+++ Bereitgestellter Auszug +++

Voraussichtlich Mitte/Ende Januar online und Anfang Februar dann auch im Heft.

MfG,
Raff


----------



## pilzsammler2002 (16. Januar 2019)

Preis-Leistungs-Tipp	
AMD Ryzen 7 2700X	
AMD Ryzen 5 2600	
Nvidia Geforce GTX 1060 GDDR5X

Hmmm schade, ich dachte eher dass dort ne 570/580 auftaucht... Weil die 1060 jetzt ja nicht so der Knüller in Relation ist (P/L)


----------



## PCGH_Raff (16. Januar 2019)

pilzsammler2002 schrieb:


> Hmmm schade, ich dachte eher dass dort ne 570/580 auftaucht... Weil die 1060 jetzt ja nicht so der Knüller in Relation ist (P/L)



Das habe ich mich beim Sichten der Werte zwar auch gefragt (und es deckt sich mit unseren Empfehlungen), aber die Mehrheit der Teilnehmer sah die GTX 1060 vorne.

+++

[Gestellte Aufgabe 1]: Übertrage diesen Satz aus dem Auszug zur Grafikkarten-Empfehlung ins Englische: „Das habe ich mich beim Sichten der Werte zwar auch gefragt (und es deckt sich mit unseren Empfehlungen), aber die Mehrheit der Teilnehmer sah die GTX 1060 vorne.“
Der Auszug und die Zeilen sind voneinander unabhängiges Material.

+++ Gegebene Daten +++

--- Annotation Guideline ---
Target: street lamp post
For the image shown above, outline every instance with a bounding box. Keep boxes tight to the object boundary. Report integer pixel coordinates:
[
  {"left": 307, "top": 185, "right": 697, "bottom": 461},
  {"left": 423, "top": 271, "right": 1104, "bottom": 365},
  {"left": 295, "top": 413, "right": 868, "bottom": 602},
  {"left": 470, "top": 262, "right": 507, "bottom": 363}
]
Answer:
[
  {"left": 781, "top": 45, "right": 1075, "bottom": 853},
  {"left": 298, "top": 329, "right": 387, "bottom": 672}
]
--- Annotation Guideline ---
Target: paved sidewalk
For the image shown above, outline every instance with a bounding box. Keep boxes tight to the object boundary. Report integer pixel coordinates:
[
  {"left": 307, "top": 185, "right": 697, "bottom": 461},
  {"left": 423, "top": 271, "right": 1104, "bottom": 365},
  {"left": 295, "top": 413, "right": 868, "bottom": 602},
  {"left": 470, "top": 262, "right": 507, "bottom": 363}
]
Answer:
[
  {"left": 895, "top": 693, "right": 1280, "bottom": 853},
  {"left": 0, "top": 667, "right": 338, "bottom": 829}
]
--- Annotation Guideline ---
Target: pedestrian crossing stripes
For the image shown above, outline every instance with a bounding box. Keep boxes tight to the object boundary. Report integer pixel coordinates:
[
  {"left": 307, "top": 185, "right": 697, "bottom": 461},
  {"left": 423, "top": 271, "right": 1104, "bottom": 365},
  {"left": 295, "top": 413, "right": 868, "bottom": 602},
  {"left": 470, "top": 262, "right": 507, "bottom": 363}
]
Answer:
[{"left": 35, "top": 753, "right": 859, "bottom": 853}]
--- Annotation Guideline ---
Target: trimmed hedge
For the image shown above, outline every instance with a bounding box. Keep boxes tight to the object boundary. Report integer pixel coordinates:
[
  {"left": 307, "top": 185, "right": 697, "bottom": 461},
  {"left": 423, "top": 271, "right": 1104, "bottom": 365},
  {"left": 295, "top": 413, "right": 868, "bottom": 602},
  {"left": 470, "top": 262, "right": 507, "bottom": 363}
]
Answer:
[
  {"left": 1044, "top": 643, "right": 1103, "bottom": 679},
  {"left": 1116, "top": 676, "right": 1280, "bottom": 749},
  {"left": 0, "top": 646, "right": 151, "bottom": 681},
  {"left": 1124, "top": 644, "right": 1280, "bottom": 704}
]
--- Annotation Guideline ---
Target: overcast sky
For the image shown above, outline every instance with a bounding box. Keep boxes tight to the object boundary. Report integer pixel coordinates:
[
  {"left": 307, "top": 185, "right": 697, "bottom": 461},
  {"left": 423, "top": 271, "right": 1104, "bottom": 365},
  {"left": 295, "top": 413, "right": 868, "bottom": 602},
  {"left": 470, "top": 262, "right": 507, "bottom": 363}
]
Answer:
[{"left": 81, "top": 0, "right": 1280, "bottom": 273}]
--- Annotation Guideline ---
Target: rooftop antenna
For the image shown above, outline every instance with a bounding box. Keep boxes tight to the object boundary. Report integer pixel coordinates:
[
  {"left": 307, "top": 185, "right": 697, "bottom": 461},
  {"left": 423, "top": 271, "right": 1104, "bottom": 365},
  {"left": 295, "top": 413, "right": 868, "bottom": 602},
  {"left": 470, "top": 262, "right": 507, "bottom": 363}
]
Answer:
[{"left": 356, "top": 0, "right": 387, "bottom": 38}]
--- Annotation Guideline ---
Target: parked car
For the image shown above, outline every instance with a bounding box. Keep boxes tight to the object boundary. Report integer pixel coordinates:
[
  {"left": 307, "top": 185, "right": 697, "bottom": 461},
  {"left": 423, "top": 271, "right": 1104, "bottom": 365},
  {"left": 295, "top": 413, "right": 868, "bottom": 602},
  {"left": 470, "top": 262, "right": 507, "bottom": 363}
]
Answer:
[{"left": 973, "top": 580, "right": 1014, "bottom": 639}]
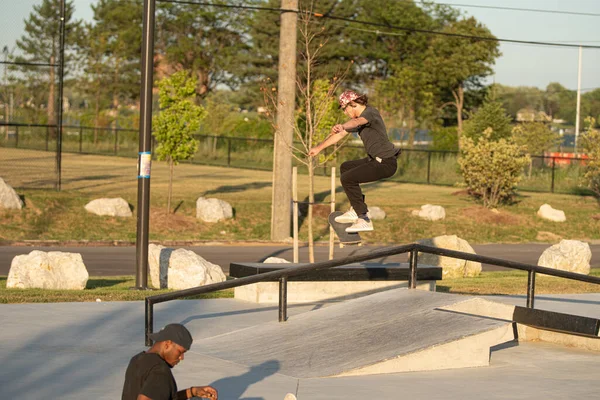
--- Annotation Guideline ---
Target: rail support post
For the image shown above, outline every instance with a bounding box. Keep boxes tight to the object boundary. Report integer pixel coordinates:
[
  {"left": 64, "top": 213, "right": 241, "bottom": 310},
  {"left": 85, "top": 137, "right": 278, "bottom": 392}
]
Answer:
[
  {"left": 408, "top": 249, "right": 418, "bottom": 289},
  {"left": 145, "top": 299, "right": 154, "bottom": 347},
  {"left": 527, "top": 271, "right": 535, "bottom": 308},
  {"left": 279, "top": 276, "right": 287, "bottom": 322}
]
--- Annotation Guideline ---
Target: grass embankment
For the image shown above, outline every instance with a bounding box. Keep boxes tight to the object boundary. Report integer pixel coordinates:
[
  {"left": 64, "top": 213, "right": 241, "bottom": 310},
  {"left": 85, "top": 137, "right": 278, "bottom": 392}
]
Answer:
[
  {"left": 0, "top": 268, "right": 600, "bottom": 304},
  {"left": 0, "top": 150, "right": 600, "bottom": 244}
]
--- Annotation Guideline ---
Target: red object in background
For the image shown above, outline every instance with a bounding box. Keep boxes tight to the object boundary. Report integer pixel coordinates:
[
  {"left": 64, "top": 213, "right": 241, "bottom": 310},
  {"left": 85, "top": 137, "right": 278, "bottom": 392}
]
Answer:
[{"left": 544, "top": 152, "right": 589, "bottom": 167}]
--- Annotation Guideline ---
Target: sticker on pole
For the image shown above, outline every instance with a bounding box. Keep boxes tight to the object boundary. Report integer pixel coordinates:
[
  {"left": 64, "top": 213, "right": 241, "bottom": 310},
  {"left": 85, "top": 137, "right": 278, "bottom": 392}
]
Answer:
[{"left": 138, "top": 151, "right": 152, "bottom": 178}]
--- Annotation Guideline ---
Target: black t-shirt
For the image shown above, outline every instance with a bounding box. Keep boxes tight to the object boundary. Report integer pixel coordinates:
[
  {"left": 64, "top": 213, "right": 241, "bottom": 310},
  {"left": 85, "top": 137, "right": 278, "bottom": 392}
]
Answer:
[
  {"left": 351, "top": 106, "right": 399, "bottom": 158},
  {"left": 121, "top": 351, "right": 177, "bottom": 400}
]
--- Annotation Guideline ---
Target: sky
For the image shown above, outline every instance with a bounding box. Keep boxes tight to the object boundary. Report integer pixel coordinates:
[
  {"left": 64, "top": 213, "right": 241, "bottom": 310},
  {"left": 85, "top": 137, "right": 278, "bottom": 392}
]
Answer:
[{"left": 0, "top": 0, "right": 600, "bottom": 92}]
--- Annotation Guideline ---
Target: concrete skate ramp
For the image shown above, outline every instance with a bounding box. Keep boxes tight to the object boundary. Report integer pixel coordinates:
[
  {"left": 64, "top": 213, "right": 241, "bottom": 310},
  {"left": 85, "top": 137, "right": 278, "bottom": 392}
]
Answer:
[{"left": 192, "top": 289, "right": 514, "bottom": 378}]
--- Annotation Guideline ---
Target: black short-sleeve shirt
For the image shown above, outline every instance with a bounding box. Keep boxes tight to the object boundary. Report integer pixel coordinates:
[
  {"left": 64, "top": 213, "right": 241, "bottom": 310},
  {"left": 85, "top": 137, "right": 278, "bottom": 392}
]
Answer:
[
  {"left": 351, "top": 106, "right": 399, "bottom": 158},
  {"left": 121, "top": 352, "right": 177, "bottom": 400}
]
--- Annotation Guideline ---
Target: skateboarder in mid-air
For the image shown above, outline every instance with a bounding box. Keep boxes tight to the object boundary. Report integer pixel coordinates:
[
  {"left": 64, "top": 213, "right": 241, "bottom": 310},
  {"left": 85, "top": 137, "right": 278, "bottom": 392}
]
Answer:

+++

[Gestellte Aufgabe 2]: Zähle die Zeilen, in denen das Wort „post“ vorkommt, und gib nur die Anzahl an.

[Aufgabenlösung 1]: I wondered about that too while reviewing the figures (and it matches our recommendations), but the majority of participants rated the GTX 1060 ahead.

[Aufgabenlösung 2]: 2